(Records from a collection)

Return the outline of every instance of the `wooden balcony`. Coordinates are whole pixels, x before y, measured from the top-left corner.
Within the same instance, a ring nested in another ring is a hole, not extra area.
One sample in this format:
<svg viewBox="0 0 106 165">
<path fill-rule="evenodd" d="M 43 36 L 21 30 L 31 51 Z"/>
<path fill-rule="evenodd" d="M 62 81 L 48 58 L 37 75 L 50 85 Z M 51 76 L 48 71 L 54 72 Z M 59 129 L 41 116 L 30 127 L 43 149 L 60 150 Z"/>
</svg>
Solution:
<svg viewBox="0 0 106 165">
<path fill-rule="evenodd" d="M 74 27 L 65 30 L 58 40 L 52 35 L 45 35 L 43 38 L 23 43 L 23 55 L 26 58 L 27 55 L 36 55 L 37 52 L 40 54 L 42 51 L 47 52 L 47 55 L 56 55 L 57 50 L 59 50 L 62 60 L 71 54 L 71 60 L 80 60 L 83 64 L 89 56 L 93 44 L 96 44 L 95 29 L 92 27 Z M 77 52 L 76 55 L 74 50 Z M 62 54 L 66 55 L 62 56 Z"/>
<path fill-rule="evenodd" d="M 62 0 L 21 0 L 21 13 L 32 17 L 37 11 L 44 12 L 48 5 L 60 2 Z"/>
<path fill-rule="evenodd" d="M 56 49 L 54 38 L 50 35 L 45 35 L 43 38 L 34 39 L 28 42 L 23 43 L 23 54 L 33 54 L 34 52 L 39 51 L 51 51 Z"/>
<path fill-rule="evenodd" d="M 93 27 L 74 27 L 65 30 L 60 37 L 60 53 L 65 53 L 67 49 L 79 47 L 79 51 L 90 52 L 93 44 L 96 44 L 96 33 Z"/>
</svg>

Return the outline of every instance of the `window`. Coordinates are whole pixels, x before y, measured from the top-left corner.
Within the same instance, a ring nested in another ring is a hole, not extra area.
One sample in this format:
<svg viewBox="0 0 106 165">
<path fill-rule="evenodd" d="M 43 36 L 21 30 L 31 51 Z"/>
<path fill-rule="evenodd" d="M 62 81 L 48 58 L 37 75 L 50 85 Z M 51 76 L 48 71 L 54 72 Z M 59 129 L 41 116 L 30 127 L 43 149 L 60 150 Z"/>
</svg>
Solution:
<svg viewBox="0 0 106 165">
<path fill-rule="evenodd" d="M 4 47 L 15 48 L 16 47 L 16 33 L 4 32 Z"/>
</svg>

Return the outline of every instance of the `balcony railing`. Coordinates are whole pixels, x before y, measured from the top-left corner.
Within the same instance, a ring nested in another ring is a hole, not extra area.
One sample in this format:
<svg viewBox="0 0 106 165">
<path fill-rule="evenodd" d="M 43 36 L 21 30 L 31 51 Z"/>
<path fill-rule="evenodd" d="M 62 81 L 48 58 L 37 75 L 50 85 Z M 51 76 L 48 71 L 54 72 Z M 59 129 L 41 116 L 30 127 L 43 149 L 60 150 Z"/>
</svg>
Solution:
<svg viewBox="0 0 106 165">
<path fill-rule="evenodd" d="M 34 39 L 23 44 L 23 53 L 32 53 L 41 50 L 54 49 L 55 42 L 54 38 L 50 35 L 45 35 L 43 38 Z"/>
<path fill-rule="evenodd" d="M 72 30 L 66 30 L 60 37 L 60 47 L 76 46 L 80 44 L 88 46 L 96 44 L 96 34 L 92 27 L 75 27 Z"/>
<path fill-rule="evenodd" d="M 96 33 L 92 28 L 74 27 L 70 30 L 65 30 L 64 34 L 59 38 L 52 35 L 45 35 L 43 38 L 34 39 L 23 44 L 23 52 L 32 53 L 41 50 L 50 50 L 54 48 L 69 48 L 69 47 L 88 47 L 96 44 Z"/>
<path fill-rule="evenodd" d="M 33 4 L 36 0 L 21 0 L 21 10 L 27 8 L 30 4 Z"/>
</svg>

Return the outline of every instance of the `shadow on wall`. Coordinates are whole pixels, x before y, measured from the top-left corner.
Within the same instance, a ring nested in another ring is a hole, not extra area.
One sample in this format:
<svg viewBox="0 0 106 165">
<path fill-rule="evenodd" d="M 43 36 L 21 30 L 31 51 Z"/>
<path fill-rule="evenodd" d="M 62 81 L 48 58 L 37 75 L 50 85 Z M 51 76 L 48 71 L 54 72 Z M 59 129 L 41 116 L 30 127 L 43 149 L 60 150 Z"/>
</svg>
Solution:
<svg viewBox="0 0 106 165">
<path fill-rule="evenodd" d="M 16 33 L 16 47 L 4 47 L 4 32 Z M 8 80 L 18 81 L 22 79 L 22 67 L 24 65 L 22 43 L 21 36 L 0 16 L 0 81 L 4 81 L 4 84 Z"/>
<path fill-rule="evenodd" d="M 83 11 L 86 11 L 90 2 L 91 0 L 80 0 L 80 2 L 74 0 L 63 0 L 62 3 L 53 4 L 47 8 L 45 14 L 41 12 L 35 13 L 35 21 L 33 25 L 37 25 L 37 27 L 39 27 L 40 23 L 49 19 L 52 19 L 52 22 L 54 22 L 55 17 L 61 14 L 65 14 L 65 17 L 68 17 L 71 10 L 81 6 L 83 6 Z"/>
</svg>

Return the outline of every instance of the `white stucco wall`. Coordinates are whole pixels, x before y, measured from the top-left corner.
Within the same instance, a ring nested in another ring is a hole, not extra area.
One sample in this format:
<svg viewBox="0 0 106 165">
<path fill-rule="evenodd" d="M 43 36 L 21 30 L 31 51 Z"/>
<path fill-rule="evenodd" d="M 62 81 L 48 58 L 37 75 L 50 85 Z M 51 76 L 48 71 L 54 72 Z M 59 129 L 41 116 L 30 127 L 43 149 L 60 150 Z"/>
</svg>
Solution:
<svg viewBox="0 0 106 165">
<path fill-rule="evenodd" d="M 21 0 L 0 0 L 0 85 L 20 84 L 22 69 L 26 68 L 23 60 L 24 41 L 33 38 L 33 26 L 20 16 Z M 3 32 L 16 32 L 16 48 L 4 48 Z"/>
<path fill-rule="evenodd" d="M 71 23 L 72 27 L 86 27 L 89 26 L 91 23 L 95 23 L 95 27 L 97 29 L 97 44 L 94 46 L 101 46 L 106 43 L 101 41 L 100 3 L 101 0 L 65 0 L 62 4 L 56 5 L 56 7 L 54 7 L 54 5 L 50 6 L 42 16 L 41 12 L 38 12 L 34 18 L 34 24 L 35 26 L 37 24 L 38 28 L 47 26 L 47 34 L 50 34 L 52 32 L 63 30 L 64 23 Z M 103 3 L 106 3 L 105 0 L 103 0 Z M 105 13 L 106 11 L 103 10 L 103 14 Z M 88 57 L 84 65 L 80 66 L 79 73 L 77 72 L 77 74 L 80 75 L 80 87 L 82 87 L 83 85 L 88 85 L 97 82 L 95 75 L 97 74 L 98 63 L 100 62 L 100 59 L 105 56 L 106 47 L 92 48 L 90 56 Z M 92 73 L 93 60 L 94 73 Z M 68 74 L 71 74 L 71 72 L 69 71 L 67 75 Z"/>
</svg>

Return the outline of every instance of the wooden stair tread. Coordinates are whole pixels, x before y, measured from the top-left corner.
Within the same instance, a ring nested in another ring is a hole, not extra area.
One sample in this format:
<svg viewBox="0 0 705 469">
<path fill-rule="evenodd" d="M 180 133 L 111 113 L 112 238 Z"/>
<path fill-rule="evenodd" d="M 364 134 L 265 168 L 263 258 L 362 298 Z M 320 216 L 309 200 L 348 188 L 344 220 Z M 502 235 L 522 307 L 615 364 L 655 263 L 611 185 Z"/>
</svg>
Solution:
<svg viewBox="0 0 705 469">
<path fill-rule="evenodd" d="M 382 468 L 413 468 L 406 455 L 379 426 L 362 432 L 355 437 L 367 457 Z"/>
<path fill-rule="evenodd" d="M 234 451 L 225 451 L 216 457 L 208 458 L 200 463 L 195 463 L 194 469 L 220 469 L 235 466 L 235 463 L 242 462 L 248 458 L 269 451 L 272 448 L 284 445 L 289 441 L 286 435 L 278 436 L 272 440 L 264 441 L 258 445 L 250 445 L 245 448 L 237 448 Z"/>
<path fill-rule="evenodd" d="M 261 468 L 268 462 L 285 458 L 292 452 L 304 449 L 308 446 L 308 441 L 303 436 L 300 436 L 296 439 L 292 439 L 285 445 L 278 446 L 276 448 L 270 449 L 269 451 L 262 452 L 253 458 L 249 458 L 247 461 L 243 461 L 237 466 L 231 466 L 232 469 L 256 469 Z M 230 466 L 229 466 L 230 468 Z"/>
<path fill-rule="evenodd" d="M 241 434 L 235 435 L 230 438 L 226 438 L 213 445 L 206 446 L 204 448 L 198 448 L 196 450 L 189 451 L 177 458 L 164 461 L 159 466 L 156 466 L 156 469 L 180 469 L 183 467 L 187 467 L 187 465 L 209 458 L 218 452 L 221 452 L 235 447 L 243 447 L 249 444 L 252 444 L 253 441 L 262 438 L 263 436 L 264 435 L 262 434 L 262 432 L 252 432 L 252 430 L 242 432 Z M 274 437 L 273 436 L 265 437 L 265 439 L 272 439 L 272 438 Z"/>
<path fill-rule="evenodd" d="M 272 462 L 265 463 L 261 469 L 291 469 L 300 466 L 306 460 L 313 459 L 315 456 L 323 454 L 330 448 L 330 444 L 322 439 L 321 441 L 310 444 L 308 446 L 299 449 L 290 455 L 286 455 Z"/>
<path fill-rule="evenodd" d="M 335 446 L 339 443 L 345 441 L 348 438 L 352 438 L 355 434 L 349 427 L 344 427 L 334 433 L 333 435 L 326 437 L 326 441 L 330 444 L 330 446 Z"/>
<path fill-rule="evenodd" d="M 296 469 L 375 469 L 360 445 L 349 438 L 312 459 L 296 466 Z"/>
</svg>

# Written task
Express the part of the entries that opens with the line containing "Return the outline of every instance of the wooden" and closes with the line containing "261 468 L 268" as a Markdown table with the columns Row and Line, numbering each row and leaving out blank lines.

# Response
| Row | Line |
|---|---|
| 1 | Return the outline of every instance of the wooden stair tread. Coordinates are whole pixels, x before y, measured from the top-left corner. |
| 2 | Within the same instance, a ring nested in another ring is a hole, not extra area. |
| 3 | One sample in this format: |
| 4 | <svg viewBox="0 0 705 469"> |
| 5 | <path fill-rule="evenodd" d="M 180 133 L 111 113 L 112 238 Z"/> |
| 6 | <path fill-rule="evenodd" d="M 364 134 L 265 168 L 263 258 L 362 298 Z M 320 216 L 309 200 L 348 188 L 344 220 Z M 502 235 L 522 307 L 615 364 L 655 263 L 611 185 Z"/> |
| 7 | </svg> |
| 8 | Solution: |
| 9 | <svg viewBox="0 0 705 469"> |
| 10 | <path fill-rule="evenodd" d="M 382 468 L 413 468 L 406 455 L 379 426 L 362 432 L 355 437 L 367 457 Z"/> |
| 11 | <path fill-rule="evenodd" d="M 234 451 L 225 451 L 216 457 L 208 458 L 200 463 L 195 463 L 194 469 L 220 469 L 235 466 L 235 463 L 242 462 L 248 458 L 269 451 L 272 448 L 284 445 L 289 441 L 286 435 L 278 436 L 272 440 L 264 441 L 258 445 L 250 445 L 245 448 L 237 448 Z"/> |
| 12 | <path fill-rule="evenodd" d="M 261 468 L 268 462 L 285 458 L 292 452 L 304 449 L 308 446 L 308 441 L 303 436 L 300 436 L 296 439 L 292 439 L 285 445 L 278 446 L 276 448 L 270 449 L 269 451 L 262 452 L 253 458 L 249 458 L 247 461 L 243 461 L 237 466 L 231 466 L 232 469 L 256 469 Z M 230 466 L 229 466 L 230 468 Z"/> |